» **Excerpt provided**:
• • • • • • •

01:00 AM EST on Friday, November 27, 2009

By Randal Edgar

Journal Staff Writer

Eighth-grade science students Gratus Goodridge, left, and Jeffrey Balbuena work on projects about motion and forces under teacher Robert Rasmussen’s guidance.

CRANSTON

The lesson opens with the sound of drums and guitars. On the screen, a moon rises and forms the backdrop for a logo — Scapegoat Productions. Then the image fades, the music builds and the viewer is whisked into a classroom.

By now, it’s clear that this will be no ordinary lesson.

Narrating the piece is Robert Rasmussen, a 41-year-old Cranston middle school teacher who excels at bringing technology to the classroom and bringing lessons — via that same technology — to his students.

It’s hard not to be impressed with his “Forces of Motion” video, which delves into the forces of friction and gravity.

With catchy graphics and well-crafted scenes and a voice that exudes the calm of a seasoned TV reporter, he explains why a book slides only so far when it is tossed along the floor, why greater speed results in greater air resistance, how the gravitational pull between two objects depends on their mass and the distance between them.

• • • • • • •

» **Excerpted records**:

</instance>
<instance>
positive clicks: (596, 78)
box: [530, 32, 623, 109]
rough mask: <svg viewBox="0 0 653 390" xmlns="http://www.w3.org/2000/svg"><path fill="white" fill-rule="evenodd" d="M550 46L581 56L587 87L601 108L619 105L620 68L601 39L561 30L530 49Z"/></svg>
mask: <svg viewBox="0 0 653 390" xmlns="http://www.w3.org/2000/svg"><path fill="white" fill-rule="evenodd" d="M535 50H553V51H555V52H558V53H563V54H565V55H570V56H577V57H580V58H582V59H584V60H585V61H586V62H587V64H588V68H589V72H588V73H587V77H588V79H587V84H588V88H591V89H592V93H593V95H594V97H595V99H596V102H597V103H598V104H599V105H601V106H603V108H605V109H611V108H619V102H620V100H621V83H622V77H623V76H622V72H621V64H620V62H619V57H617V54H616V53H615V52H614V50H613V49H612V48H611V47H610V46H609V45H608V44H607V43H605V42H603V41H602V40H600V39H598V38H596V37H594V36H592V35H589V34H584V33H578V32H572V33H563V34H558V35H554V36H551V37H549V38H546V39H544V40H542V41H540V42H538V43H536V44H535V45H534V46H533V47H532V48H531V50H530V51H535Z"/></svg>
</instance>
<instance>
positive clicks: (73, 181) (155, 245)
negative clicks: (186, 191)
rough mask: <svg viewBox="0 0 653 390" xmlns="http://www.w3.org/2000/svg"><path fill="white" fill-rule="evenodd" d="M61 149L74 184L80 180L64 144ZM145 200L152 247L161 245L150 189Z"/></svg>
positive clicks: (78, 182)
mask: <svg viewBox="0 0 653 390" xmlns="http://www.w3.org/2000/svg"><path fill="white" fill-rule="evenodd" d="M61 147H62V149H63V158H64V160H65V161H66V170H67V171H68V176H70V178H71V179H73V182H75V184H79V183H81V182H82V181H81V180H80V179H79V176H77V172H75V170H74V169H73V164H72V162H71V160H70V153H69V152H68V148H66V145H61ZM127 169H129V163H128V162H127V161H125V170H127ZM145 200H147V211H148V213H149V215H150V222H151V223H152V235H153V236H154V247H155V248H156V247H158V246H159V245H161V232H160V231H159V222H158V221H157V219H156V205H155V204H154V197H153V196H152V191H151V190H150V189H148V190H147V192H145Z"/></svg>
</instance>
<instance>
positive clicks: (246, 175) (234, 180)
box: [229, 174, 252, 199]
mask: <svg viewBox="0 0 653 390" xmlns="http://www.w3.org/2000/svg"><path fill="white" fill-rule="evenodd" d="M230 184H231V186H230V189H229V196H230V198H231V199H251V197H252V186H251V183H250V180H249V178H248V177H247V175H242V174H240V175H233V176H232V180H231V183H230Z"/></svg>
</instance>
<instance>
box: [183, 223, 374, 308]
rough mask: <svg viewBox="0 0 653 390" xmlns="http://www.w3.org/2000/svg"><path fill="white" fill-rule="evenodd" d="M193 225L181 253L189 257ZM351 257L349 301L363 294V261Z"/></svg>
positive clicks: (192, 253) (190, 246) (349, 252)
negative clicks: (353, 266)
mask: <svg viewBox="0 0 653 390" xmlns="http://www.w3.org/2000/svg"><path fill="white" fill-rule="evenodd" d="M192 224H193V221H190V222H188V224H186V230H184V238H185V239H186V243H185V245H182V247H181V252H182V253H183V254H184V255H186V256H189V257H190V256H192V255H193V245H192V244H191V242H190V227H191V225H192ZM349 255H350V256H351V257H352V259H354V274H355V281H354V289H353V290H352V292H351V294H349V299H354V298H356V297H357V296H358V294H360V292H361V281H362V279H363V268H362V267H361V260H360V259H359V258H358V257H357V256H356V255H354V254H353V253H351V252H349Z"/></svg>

• • • • • • •

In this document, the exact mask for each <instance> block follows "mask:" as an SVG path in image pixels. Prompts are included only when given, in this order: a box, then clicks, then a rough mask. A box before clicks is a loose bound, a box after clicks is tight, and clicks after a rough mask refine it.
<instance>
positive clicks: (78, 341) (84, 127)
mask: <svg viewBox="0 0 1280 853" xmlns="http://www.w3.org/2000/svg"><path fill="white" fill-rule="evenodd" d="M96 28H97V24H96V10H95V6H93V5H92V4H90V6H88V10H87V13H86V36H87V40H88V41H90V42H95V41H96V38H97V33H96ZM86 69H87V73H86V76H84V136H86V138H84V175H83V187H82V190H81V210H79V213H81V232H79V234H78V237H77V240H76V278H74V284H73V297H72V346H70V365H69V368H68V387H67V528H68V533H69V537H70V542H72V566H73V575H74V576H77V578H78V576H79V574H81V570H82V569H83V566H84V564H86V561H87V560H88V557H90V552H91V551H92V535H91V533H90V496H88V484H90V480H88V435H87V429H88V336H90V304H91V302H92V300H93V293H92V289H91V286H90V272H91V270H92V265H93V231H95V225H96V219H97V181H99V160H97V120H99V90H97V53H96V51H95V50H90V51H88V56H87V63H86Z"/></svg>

• • • • • • •

» **Task goal**:
Answer these questions from the article about the Cranston science teacher:
(a) What logo appears on the screen as the moon rises?
(b) How old is Robert Rasmussen?
(c) Which two forces does the "Forces of Motion" video delve into?

» **Answer below**:
(a) Scapegoat Productions
(b) 41
(c) Friction and gravity